Write out the entries below word for word, from their first line through the line that contains "xmin=249 ymin=211 xmax=400 ymax=399", including both of those lines.

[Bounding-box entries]
====================
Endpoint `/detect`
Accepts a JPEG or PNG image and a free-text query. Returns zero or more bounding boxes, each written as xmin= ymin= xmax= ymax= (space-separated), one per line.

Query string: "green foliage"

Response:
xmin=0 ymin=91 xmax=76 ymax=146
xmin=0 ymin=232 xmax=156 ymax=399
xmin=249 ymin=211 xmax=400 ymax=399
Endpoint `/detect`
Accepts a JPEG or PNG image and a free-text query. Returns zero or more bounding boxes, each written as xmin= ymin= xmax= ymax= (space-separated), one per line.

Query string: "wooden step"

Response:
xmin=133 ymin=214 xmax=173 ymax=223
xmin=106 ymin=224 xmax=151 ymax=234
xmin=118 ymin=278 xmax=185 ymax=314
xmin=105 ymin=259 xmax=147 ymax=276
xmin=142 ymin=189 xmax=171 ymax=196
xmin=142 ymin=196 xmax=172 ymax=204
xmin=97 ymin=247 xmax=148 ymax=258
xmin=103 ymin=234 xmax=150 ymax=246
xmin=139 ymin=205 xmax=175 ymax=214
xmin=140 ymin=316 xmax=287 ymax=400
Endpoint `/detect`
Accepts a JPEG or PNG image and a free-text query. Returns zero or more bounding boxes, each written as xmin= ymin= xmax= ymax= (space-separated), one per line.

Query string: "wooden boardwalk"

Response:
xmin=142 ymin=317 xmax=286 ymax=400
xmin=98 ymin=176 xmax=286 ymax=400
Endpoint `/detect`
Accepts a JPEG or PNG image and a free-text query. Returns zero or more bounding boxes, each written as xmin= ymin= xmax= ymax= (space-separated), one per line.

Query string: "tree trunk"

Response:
====================
### Answer to the exercise
Endpoint `/detect`
Accepts a JPEG or PNG image and a free-text query. Returns zero or more bounding boxes, each written as xmin= ymin= xmax= ymax= (space-separated), one per line.

Query string: "green foliage"

Response:
xmin=0 ymin=91 xmax=76 ymax=146
xmin=0 ymin=232 xmax=156 ymax=399
xmin=249 ymin=211 xmax=400 ymax=399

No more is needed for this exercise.